Stated exercise 1: According to the passage on GLD taxes, what kind of trust is a WHFIT under the tax law?
Stated exercise 2: Write out the passage on GLD taxes between "These Widely Held" and "the club members.", inclusive.

Extract to read:
··········

I was finally able to locate a message I posted last year on the BetterInvesting Club Treasurers Discussion List regarding Widely Held Fixed Investment Trusts (WHFITs) such as GLD...

Having just read through the prospectus for GLD, I think I can explain all of the issues surrounding this particular ETF and all other similar securities.

These Widely Held Fixed Income Trusts (WHFITs) are grantor trusts under the tax law. This means that they do not pay taxes directly (just like partnerships, REITs, mutual funds, etc.) but pass all of their income and expenses through to their shareholders who report the items on their own tax returns. In the case of an investment club, these amounts, while reported on the 1065 are passed through to the club members.

When you buy shares of GLD, you are purchasing a physical quantity of gold. If the ETF manager sells some of the ETFs gold to pay its management fees, each shareholder of GLD sells its proportional share of its holdings of the underlying gold (but no portion of its shares of GLD). Each shareholder will recognize a gain or loss on the sale based on its cost basis for the gold sold. Your cost basis is the ratio of the number of ounces of gold sold to the number of ounces owned on the date of sale times your total cost basis in GLD shares. As gold is sold each month, your remaining cost basis in GLD shares decreases. If you sell shares of GLD, your gain/loss is the difference between your sales proceeds and the adjusted cost basis of the shares you sold.

··········

(Photo object pointing entries)
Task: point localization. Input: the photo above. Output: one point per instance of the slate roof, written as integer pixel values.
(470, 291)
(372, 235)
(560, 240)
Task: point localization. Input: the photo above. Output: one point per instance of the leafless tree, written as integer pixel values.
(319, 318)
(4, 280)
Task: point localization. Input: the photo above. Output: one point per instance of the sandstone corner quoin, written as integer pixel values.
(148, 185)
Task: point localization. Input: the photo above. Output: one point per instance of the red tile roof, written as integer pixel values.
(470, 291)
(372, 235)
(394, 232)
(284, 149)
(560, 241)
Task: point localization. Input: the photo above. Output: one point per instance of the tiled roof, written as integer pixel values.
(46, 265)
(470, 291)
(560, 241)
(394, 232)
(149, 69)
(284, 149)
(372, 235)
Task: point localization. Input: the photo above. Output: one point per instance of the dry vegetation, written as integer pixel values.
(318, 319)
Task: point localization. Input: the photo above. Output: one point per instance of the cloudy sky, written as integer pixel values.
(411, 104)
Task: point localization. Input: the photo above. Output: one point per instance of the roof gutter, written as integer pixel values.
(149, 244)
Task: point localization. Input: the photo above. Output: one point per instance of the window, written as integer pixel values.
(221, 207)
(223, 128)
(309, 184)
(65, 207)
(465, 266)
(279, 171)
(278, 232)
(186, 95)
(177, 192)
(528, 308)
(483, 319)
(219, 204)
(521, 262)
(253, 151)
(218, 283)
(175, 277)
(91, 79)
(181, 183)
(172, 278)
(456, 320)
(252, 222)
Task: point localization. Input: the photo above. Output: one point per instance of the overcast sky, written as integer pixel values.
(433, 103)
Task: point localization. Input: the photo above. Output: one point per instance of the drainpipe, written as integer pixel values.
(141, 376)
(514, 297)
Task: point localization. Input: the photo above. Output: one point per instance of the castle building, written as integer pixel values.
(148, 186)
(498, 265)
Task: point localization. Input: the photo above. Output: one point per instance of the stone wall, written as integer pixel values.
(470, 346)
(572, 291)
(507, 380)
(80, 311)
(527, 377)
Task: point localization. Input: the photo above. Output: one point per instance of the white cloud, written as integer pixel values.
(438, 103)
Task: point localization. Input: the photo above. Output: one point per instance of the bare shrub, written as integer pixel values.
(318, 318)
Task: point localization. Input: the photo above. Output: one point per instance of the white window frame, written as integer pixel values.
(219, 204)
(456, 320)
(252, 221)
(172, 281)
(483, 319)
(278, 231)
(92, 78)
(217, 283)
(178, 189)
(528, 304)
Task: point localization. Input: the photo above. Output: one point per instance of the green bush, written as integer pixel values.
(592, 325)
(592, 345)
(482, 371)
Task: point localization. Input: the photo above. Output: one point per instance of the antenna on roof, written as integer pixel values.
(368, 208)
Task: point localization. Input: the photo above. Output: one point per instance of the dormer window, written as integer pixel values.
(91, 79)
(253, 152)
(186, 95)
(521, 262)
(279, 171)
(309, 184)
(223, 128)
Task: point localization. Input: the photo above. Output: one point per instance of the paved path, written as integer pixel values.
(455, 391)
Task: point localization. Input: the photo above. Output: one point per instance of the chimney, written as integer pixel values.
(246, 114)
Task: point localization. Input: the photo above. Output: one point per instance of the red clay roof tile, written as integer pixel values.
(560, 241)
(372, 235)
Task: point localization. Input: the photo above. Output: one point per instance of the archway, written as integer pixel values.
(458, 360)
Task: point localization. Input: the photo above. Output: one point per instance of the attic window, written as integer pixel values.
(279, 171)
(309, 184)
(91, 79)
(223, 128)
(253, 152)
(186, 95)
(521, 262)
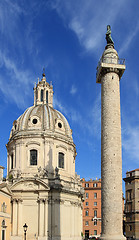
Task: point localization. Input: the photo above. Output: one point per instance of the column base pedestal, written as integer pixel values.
(112, 237)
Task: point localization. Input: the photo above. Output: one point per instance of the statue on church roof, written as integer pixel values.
(108, 35)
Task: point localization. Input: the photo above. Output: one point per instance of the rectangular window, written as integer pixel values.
(33, 157)
(95, 195)
(86, 184)
(12, 161)
(3, 234)
(130, 227)
(47, 96)
(95, 213)
(61, 160)
(95, 222)
(87, 213)
(87, 195)
(41, 95)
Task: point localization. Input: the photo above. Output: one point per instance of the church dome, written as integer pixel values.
(42, 117)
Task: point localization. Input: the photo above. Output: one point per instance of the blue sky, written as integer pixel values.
(67, 37)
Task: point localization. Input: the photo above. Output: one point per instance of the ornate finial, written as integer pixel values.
(108, 36)
(43, 72)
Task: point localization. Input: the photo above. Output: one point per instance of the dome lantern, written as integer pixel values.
(43, 92)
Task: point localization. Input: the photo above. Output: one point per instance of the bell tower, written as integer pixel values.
(109, 72)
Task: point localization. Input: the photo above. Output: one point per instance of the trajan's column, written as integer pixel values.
(109, 72)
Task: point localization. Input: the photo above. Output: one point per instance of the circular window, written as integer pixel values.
(59, 125)
(34, 121)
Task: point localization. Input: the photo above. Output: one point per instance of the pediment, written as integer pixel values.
(30, 185)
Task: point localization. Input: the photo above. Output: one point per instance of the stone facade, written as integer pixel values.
(109, 73)
(46, 191)
(5, 209)
(132, 204)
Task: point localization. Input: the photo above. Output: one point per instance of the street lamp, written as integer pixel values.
(25, 229)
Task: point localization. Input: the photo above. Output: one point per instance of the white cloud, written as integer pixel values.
(73, 90)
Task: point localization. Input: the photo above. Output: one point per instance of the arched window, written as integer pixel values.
(61, 160)
(41, 95)
(47, 96)
(12, 161)
(33, 157)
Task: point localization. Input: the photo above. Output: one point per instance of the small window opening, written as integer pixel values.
(61, 160)
(41, 95)
(34, 121)
(12, 161)
(47, 96)
(33, 157)
(59, 125)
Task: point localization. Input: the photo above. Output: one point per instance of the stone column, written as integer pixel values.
(109, 73)
(20, 224)
(14, 220)
(41, 222)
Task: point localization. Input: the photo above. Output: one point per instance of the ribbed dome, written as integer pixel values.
(41, 118)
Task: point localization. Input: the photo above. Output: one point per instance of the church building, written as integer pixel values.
(46, 192)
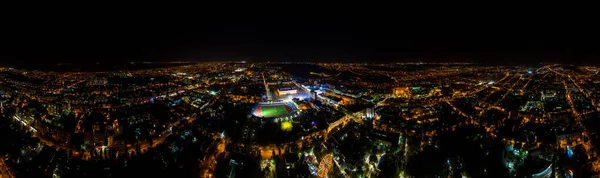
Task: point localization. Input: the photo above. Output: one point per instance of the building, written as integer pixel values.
(286, 91)
(370, 113)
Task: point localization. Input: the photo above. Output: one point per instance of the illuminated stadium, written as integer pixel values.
(274, 109)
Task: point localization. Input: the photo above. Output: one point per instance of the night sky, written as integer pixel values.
(297, 36)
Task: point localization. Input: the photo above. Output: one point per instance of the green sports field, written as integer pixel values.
(268, 111)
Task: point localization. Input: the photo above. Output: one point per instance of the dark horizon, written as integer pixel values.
(327, 37)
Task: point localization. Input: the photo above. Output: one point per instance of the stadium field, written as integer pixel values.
(269, 111)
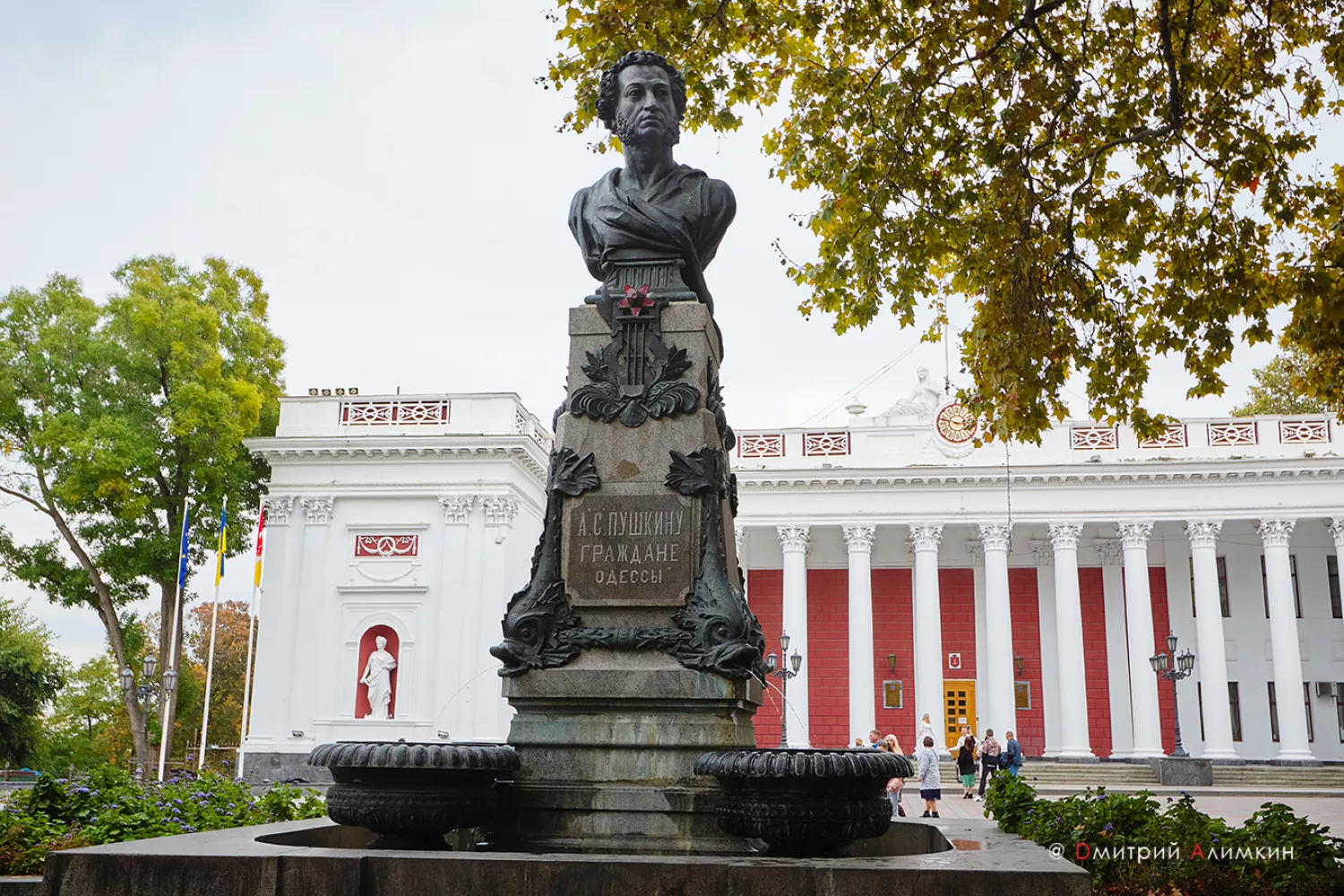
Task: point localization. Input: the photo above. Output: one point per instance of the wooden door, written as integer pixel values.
(959, 708)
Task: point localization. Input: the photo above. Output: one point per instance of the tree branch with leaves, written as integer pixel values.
(1105, 182)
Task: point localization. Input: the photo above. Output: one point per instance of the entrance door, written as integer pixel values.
(959, 708)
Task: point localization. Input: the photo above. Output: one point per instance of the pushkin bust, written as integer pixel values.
(652, 207)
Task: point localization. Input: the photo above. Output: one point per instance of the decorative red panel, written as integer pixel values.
(394, 413)
(761, 445)
(892, 622)
(828, 659)
(825, 444)
(386, 546)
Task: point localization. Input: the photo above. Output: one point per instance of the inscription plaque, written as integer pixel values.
(631, 548)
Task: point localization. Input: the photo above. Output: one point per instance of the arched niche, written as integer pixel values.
(366, 648)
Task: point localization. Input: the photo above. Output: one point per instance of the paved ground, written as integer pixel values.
(1322, 810)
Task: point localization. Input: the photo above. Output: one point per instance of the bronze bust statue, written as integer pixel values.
(652, 207)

··········

Worked answer 1: WHFITs are grantor trusts under the tax law.

Worked answer 2:
These Widely Held Fixed Income Trusts (WHFITs) are grantor trusts under the tax law. This means that they do not pay taxes directly (just like partnerships, REITs, mutual funds, etc.) but pass all of their income and expenses through to their shareholders who report the items on their own tax returns. In the case of an investment club, these amounts, while reported on the 1065 are passed through to the club members.